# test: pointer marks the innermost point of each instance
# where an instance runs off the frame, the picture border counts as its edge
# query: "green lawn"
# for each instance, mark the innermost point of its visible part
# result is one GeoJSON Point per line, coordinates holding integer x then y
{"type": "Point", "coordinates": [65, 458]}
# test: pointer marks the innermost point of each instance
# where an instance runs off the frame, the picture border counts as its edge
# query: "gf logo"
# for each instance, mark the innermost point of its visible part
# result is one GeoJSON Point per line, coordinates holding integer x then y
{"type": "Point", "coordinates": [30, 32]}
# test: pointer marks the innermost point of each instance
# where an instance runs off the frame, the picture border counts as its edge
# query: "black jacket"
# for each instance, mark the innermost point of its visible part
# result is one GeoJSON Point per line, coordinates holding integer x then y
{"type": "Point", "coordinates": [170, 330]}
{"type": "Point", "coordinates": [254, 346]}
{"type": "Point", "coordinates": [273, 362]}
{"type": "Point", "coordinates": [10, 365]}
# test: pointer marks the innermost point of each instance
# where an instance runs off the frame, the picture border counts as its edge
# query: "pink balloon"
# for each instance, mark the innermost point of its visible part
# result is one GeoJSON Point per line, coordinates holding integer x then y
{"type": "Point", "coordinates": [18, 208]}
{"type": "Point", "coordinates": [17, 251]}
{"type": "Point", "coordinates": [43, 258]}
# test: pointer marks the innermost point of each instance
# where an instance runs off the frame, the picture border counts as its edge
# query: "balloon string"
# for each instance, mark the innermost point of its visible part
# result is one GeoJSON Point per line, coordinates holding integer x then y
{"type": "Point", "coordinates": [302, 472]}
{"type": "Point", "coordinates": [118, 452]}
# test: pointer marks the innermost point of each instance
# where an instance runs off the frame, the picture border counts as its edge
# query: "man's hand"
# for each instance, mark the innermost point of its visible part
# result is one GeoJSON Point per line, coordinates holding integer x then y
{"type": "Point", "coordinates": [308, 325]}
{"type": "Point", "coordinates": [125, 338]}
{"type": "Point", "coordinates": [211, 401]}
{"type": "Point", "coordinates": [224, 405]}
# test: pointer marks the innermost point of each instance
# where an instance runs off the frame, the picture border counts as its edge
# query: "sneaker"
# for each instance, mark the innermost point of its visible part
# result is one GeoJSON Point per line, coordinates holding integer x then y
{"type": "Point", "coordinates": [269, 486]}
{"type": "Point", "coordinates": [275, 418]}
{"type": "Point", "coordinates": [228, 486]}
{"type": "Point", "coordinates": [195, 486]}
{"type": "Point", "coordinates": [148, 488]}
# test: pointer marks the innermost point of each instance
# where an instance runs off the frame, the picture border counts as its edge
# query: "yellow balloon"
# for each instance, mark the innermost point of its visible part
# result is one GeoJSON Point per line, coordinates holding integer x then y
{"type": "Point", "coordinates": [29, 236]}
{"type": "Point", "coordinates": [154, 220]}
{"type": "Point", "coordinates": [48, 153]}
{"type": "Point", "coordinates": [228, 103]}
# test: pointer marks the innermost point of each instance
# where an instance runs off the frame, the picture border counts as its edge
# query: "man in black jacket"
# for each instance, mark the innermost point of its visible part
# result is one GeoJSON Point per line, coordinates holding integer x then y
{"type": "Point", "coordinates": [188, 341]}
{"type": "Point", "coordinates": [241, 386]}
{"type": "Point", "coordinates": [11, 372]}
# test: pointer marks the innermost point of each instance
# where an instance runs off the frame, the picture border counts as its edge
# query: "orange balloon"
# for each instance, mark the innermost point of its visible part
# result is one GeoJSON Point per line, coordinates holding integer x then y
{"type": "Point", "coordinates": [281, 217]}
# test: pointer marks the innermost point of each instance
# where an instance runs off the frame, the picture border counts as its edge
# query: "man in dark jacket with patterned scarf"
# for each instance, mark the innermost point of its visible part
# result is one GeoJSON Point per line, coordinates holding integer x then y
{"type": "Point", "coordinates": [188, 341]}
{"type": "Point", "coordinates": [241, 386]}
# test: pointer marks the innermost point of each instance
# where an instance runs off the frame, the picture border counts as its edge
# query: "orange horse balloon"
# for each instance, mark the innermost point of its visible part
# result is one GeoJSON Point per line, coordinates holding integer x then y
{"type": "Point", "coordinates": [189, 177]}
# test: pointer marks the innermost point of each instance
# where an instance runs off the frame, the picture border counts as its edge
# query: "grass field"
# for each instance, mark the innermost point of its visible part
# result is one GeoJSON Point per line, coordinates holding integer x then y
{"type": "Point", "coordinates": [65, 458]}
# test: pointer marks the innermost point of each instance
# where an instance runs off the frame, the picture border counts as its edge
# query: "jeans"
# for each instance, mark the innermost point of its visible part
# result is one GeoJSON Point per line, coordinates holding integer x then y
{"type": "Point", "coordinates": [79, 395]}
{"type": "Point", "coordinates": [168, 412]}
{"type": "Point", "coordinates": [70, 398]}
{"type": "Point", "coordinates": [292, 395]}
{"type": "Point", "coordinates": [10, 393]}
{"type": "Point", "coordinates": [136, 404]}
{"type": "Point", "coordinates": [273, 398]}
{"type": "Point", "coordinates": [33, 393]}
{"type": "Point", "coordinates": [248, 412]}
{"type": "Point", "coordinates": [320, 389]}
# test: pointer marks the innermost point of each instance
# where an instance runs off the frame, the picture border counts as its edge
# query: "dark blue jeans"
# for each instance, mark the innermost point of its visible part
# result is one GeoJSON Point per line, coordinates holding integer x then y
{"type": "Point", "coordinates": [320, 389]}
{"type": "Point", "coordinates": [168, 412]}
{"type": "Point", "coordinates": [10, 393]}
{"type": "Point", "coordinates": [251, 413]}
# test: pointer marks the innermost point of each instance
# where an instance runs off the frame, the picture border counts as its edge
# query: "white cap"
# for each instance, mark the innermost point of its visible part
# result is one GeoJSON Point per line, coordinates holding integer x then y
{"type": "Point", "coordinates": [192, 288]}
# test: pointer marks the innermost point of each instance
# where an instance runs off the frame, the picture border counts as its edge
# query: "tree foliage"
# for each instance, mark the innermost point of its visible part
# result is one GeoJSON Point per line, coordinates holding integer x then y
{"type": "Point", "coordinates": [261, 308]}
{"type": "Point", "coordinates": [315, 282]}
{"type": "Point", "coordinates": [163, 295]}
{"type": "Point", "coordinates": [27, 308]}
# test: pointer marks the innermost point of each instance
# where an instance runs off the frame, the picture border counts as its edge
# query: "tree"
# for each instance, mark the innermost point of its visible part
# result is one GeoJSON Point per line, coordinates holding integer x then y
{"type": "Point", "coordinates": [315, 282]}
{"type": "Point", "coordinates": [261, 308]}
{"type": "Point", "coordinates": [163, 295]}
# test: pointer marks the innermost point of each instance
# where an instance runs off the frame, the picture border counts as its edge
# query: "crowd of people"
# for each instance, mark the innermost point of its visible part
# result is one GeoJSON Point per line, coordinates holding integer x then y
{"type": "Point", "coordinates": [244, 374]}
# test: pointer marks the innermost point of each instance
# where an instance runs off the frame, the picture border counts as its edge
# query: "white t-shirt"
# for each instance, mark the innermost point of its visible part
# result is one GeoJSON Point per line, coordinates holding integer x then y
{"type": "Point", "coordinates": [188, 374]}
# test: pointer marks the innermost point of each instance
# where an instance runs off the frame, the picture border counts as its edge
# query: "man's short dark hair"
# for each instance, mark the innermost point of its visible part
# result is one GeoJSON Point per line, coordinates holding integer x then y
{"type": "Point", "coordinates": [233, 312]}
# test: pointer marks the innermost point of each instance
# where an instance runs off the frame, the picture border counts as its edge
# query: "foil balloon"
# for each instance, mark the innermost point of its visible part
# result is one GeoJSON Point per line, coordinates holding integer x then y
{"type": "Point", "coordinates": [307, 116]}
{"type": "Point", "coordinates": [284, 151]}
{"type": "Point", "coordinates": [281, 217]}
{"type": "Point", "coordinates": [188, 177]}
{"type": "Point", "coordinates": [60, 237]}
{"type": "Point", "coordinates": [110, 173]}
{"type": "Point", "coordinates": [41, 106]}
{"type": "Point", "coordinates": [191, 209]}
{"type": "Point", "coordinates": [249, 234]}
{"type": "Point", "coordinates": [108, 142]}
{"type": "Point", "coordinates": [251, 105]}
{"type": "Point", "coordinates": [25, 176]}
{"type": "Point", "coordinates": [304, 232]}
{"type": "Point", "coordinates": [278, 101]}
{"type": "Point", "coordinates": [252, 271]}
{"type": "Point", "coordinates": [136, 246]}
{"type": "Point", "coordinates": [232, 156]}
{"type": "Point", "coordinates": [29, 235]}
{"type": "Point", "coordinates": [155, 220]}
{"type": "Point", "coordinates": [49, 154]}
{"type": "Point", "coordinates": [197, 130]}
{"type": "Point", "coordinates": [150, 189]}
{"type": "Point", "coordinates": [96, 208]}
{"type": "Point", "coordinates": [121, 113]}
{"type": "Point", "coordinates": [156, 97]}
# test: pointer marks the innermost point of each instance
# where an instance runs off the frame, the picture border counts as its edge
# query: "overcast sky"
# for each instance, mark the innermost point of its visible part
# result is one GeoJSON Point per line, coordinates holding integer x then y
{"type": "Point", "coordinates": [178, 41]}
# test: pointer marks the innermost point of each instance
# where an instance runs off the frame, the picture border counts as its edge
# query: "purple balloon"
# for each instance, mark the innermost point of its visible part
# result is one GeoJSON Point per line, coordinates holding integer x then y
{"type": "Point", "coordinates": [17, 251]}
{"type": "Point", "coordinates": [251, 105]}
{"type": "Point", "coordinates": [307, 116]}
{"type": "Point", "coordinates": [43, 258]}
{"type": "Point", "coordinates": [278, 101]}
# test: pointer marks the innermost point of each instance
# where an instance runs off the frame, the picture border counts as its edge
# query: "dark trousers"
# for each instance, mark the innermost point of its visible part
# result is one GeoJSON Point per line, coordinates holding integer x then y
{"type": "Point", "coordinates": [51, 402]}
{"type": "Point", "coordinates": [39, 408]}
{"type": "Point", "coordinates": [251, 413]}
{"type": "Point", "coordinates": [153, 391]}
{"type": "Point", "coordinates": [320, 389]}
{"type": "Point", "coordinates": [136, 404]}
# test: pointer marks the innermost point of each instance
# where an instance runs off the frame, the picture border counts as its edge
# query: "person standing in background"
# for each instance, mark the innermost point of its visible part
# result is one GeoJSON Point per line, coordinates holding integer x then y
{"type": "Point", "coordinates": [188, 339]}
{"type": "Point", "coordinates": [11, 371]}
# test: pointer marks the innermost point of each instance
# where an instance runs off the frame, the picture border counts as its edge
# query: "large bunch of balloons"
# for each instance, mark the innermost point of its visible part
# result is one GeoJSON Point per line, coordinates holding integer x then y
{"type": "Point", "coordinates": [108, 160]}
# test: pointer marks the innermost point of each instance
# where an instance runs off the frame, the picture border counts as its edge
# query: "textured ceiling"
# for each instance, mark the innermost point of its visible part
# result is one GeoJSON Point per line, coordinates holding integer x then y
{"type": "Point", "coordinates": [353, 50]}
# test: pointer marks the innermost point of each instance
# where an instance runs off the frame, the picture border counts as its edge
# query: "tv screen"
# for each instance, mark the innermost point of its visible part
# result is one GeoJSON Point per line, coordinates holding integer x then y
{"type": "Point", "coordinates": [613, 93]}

■ TASK PROMPT
Identify every line of the material that contains the word "orange", and copy each of those lines. Case counts.

■ EXPECTED ANSWER
# query: "orange balloon"
# query: "orange horse balloon"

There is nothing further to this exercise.